Request: Please copy the listing from the line containing "Can you find the green" down to the line containing "<point>503,328</point>", both lines included, and scale the answer coordinates by 1.95, rounding to whole numbers with halves going up. Keep the numbers in the requests and their sample points unchanged, and leave the pictures out.

Material for this task:

'''

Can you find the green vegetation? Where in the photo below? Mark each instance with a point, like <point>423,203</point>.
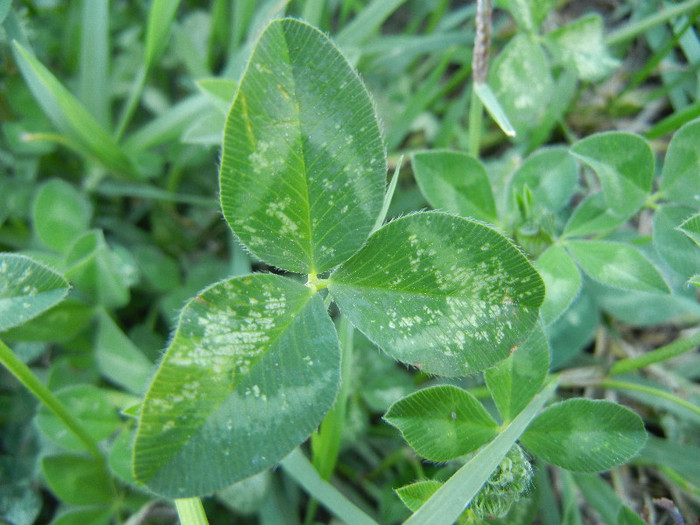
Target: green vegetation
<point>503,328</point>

'''
'''

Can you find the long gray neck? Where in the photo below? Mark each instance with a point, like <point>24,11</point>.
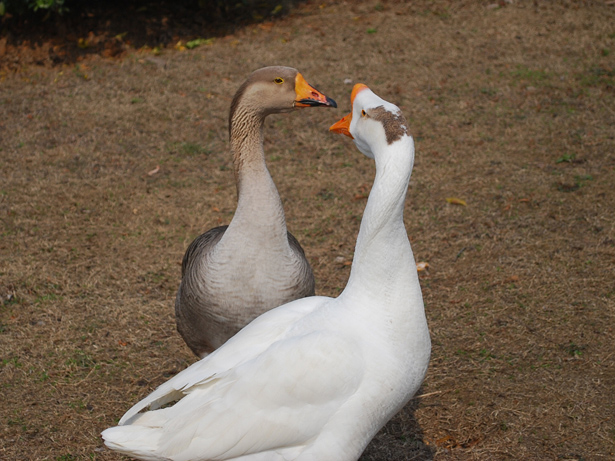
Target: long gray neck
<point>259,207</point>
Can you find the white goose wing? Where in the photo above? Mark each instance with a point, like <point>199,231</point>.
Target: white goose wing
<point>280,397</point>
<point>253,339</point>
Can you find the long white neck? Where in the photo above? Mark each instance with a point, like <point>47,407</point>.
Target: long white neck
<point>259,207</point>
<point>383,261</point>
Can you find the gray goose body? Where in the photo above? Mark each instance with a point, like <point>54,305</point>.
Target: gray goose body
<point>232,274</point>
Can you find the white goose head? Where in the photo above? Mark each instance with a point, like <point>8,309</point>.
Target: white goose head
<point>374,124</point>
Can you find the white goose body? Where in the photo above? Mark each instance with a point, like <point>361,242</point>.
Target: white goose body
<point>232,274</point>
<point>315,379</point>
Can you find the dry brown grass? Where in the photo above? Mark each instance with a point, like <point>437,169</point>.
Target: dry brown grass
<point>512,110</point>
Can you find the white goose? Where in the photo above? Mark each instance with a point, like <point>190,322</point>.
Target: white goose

'''

Expected answer:
Can you find the green vegetation? Where in the photo below? Mark each instance with a point, like <point>423,203</point>.
Target: green vegetation
<point>981,640</point>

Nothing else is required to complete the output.